In the past, The New York Times has extensively reported on how the Islamic Republic of Iran regime exploits ambulances for nefarious and distinctly non-medical purposes.
For instance, in November 2019, The Times’ Farnaz Fassihi and Rick Gladstone reported (“Iran Declares Protests Are Over, but the Evidence Suggests Otherwise“):
Iran’s student union said plainclothes agents of the pro-government Basij militia, hiding inside ambulances to evade restrictions on entering campuses, had seized more than 50 students at Tehran University after protests there.
The Basij militia is a branch of the regime’s Islamic Revolutionary Guard Corps (IRGC). In 2022, The Times upped its game in covering the regime’s exploitation of ambulances, reviewing dozens of video clips, geolocating footage of ambulances entering or leaving police stations in multiple locations across the country, and publishing an in-depth, informative article of some 1,450 words: “How Iran’s Security Forces Use Ambulances to Suppress Protests.”
It revealed:
In an interview over an encrypted messaging app, a 37-year-old restaurant worker described seeing ambulances entering university campuses during protests almost every day, and uniformed security forces emerging from them. He works near three major universities in Tehran where he sees daily protests. He also attended other protests and said he saw security forces using ambulances there too. . . .
The use of ambulances to detain people has outraged Iran’s medical community. A video posted on Twitter on Oct. 4 and verified by The Times shows medical workers demonstrating outside Razi University Hospital in Rasht, holding signs that read, “Basiji are not students,” and “Ambulances should be used for transporting patients.”
Another video posted on Twitter on Oct. 21, deliberately blurred to protect the identity of the subjects, shows a demonstration that appears to be at the Mashhad Medical Society building. At the demonstration, a speaker reads from a statement condemning the use of ambulance and medical symbols by security forces: “We would like it to stop in order to gain social trust.”
The Times verified that the room seen in the blurry footage matches archival footage from the Mashhad Medical Society building’s amphitheater. . . .

* Dataset extract *
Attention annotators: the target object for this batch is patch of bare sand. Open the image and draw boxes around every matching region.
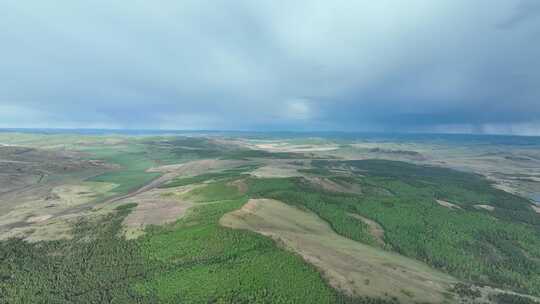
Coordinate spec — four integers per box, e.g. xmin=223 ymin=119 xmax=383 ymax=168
xmin=304 ymin=176 xmax=362 ymax=194
xmin=349 ymin=213 xmax=385 ymax=246
xmin=220 ymin=199 xmax=456 ymax=303
xmin=474 ymin=205 xmax=495 ymax=211
xmin=119 ymin=187 xmax=193 ymax=239
xmin=436 ymin=200 xmax=461 ymax=209
xmin=147 ymin=159 xmax=246 ymax=176
xmin=251 ymin=165 xmax=302 ymax=178
xmin=227 ymin=179 xmax=248 ymax=194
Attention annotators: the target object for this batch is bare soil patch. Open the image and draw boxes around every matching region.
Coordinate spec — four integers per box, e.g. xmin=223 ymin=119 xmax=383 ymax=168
xmin=220 ymin=199 xmax=455 ymax=303
xmin=474 ymin=205 xmax=495 ymax=211
xmin=436 ymin=200 xmax=461 ymax=209
xmin=349 ymin=213 xmax=385 ymax=246
xmin=118 ymin=187 xmax=193 ymax=238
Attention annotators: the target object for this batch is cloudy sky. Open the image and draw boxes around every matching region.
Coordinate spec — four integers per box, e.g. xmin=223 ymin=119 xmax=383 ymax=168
xmin=0 ymin=0 xmax=540 ymax=135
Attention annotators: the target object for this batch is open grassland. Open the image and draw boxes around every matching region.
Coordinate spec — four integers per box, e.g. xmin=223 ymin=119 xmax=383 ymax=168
xmin=220 ymin=199 xmax=456 ymax=303
xmin=0 ymin=134 xmax=540 ymax=304
xmin=249 ymin=161 xmax=540 ymax=295
xmin=0 ymin=180 xmax=390 ymax=303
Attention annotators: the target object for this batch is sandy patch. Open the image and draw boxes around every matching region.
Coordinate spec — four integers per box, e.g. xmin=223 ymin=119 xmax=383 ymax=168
xmin=227 ymin=179 xmax=248 ymax=194
xmin=220 ymin=199 xmax=455 ymax=303
xmin=147 ymin=159 xmax=245 ymax=176
xmin=251 ymin=165 xmax=302 ymax=178
xmin=349 ymin=213 xmax=385 ymax=246
xmin=26 ymin=214 xmax=52 ymax=223
xmin=119 ymin=187 xmax=193 ymax=238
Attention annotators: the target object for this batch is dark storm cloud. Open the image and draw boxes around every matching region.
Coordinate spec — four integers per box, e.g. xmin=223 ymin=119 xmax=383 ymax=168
xmin=0 ymin=0 xmax=540 ymax=134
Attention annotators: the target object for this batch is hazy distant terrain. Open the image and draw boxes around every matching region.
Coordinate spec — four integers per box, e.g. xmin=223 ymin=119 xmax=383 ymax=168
xmin=0 ymin=131 xmax=540 ymax=304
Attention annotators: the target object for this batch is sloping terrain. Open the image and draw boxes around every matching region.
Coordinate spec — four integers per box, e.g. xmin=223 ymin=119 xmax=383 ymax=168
xmin=220 ymin=199 xmax=456 ymax=303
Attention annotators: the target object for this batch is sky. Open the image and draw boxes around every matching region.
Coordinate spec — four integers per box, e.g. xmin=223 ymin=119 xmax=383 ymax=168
xmin=0 ymin=0 xmax=540 ymax=135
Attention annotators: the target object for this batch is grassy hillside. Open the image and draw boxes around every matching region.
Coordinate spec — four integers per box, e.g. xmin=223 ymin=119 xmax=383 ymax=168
xmin=249 ymin=160 xmax=540 ymax=295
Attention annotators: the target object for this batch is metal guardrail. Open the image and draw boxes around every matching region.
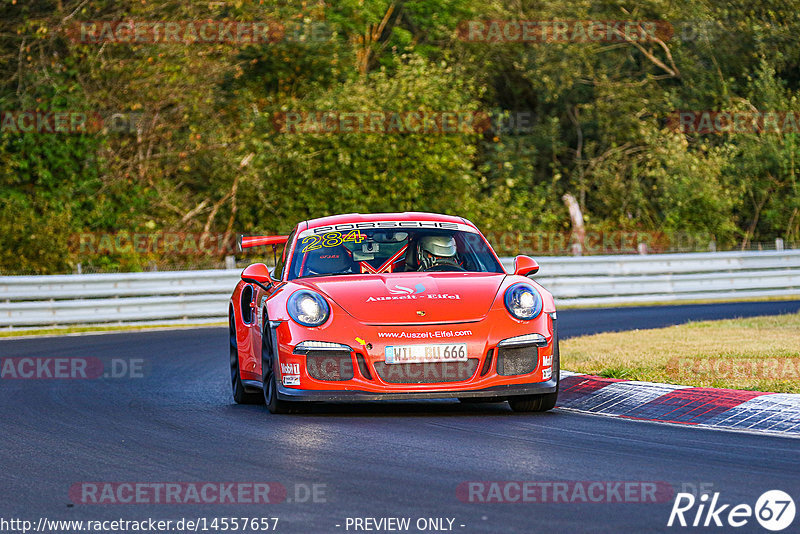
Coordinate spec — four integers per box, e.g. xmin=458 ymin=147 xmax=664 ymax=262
xmin=0 ymin=250 xmax=800 ymax=328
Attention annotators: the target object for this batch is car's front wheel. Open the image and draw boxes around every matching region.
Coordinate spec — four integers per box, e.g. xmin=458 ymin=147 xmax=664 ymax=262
xmin=264 ymin=371 xmax=292 ymax=414
xmin=228 ymin=317 xmax=261 ymax=404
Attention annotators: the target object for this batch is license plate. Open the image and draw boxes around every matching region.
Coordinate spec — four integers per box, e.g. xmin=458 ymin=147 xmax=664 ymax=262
xmin=384 ymin=343 xmax=467 ymax=363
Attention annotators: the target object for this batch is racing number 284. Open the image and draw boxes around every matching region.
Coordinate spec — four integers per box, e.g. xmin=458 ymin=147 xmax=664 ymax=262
xmin=300 ymin=230 xmax=364 ymax=254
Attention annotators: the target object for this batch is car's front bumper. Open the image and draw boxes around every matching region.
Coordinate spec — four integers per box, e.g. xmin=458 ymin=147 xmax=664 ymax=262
xmin=278 ymin=373 xmax=558 ymax=402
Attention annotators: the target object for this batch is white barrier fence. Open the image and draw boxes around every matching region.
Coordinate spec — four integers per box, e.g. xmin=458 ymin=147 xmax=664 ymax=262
xmin=0 ymin=250 xmax=800 ymax=328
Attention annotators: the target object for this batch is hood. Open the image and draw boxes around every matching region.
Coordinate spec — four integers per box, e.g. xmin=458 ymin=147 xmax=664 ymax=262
xmin=296 ymin=272 xmax=505 ymax=325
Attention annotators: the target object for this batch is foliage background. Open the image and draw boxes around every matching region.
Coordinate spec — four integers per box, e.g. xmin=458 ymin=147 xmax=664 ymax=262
xmin=0 ymin=0 xmax=800 ymax=273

* Task set *
- 1) In the article on Iran's use of ambulances, where were the medical workers demonstrating in the video posted on Twitter on Oct. 4?
- 2) From the article on Iran's use of ambulances, print the passage starting at "The use of ambulances" and ending at "amphitheater. . . .".
The data plays no part in what comes next.

* Task results *
- 1) Outside Razi University Hospital in Rasht.

- 2)
The use of ambulances to detain people has outraged Iran’s medical community. A video posted on Twitter on Oct. 4 and verified by The Times shows medical workers demonstrating outside Razi University Hospital in Rasht, holding signs that read, “Basiji are not students,” and “Ambulances should be used for transporting patients.”
Another video posted on Twitter on Oct. 21, deliberately blurred to protect the identity of the subjects, shows a demonstration that appears to be at the Mashhad Medical Society building. At the demonstration, a speaker reads from a statement condemning the use of ambulance and medical symbols by security forces: “We would like it to stop in order to gain social trust.”
The Times verified that the room seen in the blurry footage matches archival footage from the Mashhad Medical Society building’s amphitheater. . . .